Type out the part of the Nsight Systems forum thread starting at "I am profiling" and ending at "DtoH, and PtoP.", word for word.

Passage to read »
** BEGIN **
Nsight Systems not capturing "CUDA memcpy PtoP" messages

acers · May 18, 2021, 7:12pm

I am profiling an MPI+Cuda application, which uses RDMA. My run is on 8 MPI ranks where each MPI rank uses a different GPU. Nsight Systems’ gputrace includes only HtoD and DtoH types of “CUDA memcpy *” operations, whereas nvprof’s gputrace includes all three memcpy types: HtoD, DtoH, and PtoP.

In order to make sure that Nsight Systems is not miscategorizing the PtoP messages as DtoH or HtoD, I compared the total number of DtoH and HtoD messages in both profilers and observed that those numbers are the same, so it is not miscategorizing the PtoP messages. It is simply not capturing the PtoP messages at all.

I would appreciate any help with this issue.

hwilper · July 2, 2021, 9:28pm

My apologies for not seeing this earlier.

Are you using CUDA_VISIBLE_DEVICES? We have an open issue we are working on when CUDA_VISIBLE_DEVICES is used to handle GPU affinity in a multi GPU MPI Program. P2P copies are not visible on the timeline.
** END **
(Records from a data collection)
** BEGIN **
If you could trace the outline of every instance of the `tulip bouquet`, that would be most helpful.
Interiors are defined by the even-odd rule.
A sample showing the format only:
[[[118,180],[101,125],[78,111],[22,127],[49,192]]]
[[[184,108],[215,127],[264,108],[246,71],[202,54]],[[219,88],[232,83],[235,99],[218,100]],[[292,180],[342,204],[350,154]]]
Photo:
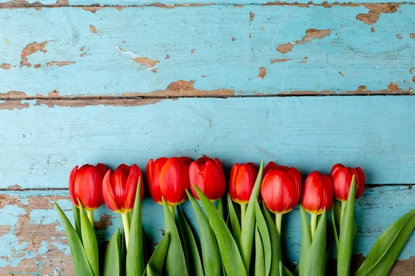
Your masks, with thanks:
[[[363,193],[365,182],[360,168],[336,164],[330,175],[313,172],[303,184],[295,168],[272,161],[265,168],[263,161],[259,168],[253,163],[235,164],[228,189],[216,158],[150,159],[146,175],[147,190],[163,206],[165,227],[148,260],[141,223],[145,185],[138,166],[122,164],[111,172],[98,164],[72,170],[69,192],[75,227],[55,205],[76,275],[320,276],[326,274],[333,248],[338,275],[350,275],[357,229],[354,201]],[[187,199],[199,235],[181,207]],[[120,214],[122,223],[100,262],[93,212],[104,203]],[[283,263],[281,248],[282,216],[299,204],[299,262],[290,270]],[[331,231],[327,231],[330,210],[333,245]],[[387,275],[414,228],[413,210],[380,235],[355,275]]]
** END **
Full response »
I am profiling an MPI+Cuda application, which uses RDMA. My run is on 8 MPI ranks where each MPI rank uses a different GPU. Nsight Systems’ gputrace includes only HtoD and DtoH types of “CUDA memcpy *” operations, whereas nvprof’s gputrace includes all three memcpy types: HtoD, DtoH, and PtoP.